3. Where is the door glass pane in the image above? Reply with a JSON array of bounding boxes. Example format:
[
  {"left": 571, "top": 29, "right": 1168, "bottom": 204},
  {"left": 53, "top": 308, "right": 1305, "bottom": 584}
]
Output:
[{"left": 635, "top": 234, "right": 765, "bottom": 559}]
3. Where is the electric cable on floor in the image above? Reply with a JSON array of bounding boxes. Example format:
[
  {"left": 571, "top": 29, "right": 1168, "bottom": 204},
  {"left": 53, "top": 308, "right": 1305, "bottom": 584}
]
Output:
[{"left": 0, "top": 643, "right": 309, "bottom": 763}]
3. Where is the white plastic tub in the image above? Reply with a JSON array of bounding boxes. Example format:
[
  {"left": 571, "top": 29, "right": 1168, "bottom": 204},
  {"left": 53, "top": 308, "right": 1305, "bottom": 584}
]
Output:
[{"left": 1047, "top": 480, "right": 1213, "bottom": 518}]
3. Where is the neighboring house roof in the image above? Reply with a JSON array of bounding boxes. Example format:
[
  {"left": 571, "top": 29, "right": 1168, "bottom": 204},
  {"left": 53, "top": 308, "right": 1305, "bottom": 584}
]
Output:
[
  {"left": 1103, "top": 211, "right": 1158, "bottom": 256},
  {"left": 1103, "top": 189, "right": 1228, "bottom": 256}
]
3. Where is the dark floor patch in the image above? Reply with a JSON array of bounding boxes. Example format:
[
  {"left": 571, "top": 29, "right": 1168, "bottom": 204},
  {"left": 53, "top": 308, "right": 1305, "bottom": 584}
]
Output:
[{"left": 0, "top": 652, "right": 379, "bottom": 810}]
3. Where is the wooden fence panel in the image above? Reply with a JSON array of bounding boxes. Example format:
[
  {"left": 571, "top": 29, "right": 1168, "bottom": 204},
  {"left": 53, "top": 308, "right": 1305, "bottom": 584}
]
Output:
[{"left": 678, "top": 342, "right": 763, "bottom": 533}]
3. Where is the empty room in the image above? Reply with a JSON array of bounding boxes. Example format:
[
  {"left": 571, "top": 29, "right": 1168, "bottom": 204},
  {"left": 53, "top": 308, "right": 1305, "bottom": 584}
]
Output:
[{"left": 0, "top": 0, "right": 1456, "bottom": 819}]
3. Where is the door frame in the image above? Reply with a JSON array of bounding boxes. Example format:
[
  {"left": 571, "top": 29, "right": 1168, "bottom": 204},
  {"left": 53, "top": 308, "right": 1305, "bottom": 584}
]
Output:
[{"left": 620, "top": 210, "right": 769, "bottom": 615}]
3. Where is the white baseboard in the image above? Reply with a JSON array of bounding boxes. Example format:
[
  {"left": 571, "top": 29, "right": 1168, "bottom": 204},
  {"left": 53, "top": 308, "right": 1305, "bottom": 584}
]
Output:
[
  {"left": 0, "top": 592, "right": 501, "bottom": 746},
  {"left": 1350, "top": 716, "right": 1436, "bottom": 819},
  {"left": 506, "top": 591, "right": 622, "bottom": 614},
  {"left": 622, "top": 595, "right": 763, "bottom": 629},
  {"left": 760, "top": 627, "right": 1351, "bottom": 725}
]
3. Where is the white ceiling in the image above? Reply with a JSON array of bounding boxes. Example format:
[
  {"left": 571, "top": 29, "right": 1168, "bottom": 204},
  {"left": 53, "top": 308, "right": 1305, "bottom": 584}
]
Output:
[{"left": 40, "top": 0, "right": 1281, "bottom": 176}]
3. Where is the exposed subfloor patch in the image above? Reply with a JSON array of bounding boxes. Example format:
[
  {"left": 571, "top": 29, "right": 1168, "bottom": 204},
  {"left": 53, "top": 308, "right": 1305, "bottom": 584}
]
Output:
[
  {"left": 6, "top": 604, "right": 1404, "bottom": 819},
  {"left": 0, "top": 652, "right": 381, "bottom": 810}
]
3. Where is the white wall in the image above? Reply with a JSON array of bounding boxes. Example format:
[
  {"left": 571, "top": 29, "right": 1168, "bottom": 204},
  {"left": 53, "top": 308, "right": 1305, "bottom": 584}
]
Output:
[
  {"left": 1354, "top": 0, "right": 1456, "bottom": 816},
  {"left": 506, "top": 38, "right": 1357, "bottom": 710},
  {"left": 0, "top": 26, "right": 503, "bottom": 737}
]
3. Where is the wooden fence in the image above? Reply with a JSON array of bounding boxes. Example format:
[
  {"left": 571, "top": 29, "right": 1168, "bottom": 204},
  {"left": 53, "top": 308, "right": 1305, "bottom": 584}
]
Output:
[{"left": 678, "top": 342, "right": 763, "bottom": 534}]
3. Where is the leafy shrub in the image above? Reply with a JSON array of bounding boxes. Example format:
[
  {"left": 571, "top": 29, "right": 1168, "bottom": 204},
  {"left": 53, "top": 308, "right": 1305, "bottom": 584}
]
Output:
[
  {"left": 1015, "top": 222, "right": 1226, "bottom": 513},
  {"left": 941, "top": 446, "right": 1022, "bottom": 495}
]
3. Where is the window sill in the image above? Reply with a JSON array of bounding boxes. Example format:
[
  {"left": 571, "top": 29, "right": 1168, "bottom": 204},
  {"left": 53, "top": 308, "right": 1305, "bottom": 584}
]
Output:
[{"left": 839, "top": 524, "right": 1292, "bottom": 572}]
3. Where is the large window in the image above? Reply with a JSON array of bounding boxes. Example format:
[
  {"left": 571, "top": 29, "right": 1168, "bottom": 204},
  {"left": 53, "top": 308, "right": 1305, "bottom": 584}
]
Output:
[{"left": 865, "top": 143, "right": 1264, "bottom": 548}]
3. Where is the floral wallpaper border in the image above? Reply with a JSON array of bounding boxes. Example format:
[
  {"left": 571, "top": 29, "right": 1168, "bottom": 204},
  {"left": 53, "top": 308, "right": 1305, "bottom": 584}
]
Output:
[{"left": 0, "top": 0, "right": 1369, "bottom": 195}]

### THE TASK
Your task is to write out the lines from the one with "3. Where is the large" through the end of the records, exactly and with nothing added.

### SOLUTION FOR THIS PROBLEM
3. Where is the large window in the image above? Reply with a JSON array of bounding boxes. Example format:
[
  {"left": 571, "top": 29, "right": 1168, "bottom": 204},
  {"left": 53, "top": 308, "right": 1305, "bottom": 584}
]
Output:
[{"left": 865, "top": 143, "right": 1264, "bottom": 548}]
3. Where is the floral wallpaper border in the image above? Reply with a JSON array of bounding boxes. Example format:
[
  {"left": 571, "top": 29, "right": 1168, "bottom": 204},
  {"left": 53, "top": 308, "right": 1305, "bottom": 584}
]
Output:
[{"left": 0, "top": 0, "right": 1369, "bottom": 195}]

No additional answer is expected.